WHAT IS EXPECTED. Please show all lines of the records that include "vent".

Referring expression pointing data

*** Begin section ***

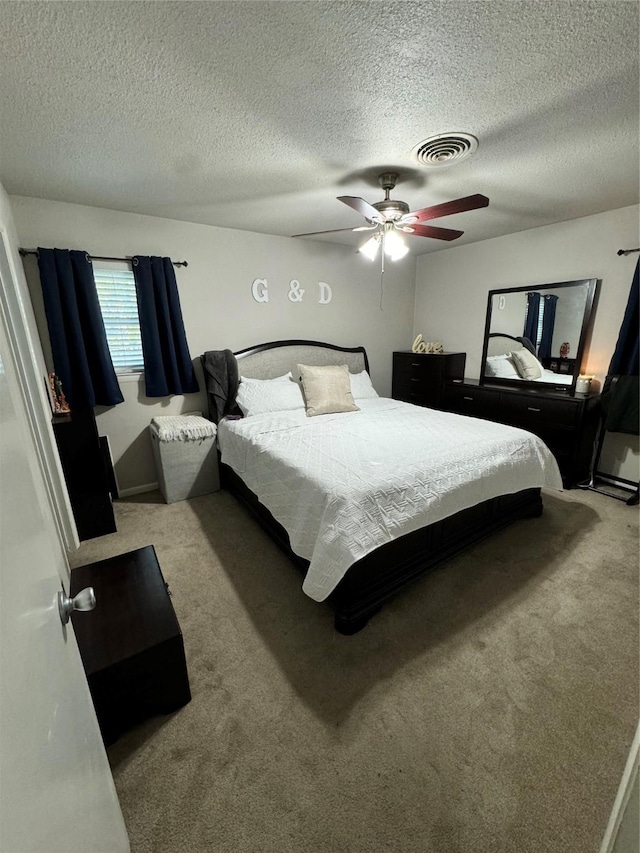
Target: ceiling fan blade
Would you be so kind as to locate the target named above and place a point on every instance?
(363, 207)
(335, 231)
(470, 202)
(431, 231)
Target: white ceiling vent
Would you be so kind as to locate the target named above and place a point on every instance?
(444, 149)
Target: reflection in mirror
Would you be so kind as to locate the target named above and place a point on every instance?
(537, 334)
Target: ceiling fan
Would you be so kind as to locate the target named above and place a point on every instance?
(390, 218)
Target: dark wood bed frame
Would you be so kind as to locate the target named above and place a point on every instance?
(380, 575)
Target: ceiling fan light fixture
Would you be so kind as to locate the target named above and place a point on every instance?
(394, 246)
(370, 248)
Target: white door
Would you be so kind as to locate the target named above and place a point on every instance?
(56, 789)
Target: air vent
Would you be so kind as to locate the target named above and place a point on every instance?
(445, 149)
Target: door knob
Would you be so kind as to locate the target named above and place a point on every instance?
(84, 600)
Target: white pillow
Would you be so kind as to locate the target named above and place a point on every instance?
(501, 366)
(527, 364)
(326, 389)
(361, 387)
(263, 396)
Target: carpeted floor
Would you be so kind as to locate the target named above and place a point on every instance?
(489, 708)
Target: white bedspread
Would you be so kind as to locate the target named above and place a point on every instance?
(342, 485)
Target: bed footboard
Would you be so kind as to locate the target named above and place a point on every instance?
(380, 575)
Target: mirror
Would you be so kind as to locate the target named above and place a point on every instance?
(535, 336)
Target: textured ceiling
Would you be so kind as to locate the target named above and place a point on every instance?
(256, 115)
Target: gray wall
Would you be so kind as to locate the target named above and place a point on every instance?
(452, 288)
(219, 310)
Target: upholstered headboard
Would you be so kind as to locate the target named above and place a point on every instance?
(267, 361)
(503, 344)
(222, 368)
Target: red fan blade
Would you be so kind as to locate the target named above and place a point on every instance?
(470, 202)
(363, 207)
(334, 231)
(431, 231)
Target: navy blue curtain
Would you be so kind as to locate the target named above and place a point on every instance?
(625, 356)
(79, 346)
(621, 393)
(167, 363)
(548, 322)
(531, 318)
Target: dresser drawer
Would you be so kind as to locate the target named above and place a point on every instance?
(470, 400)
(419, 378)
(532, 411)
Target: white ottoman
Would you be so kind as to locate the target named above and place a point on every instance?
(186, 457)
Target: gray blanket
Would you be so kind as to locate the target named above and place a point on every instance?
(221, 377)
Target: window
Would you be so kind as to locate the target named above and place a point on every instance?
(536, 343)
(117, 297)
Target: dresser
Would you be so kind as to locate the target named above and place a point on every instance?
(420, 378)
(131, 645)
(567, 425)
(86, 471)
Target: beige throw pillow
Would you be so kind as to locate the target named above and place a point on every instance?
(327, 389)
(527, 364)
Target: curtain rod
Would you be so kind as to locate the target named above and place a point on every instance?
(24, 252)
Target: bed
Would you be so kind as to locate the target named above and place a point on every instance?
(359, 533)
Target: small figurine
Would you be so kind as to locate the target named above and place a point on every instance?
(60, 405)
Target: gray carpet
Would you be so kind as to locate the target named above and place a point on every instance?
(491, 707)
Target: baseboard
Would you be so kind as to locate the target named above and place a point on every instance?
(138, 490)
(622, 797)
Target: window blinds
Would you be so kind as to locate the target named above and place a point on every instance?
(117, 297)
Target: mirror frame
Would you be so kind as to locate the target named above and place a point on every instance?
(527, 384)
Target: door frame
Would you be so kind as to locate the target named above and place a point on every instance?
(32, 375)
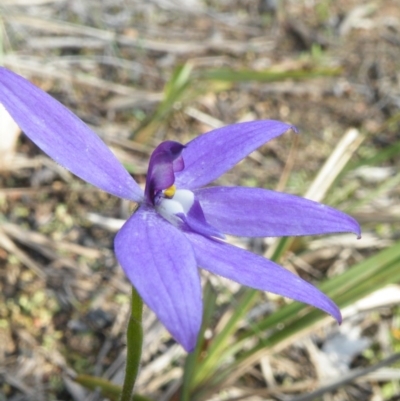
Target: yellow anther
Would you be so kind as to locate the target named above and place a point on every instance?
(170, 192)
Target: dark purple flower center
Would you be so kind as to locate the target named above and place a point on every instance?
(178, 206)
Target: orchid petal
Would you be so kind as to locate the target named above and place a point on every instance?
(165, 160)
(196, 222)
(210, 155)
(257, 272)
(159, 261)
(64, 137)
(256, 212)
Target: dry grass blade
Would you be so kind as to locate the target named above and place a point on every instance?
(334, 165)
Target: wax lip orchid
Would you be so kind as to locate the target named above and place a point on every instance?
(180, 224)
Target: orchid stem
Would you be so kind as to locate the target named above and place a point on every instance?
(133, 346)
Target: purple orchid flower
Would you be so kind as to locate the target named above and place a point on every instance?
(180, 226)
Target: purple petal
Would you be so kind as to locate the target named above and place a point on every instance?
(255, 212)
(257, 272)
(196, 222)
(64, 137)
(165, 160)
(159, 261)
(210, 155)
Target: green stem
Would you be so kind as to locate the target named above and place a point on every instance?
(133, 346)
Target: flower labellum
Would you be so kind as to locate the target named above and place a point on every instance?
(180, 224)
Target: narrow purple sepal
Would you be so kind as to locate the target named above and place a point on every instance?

*** End section ***

TASK ANSWER.
Target: white ceiling vent
Target: air vent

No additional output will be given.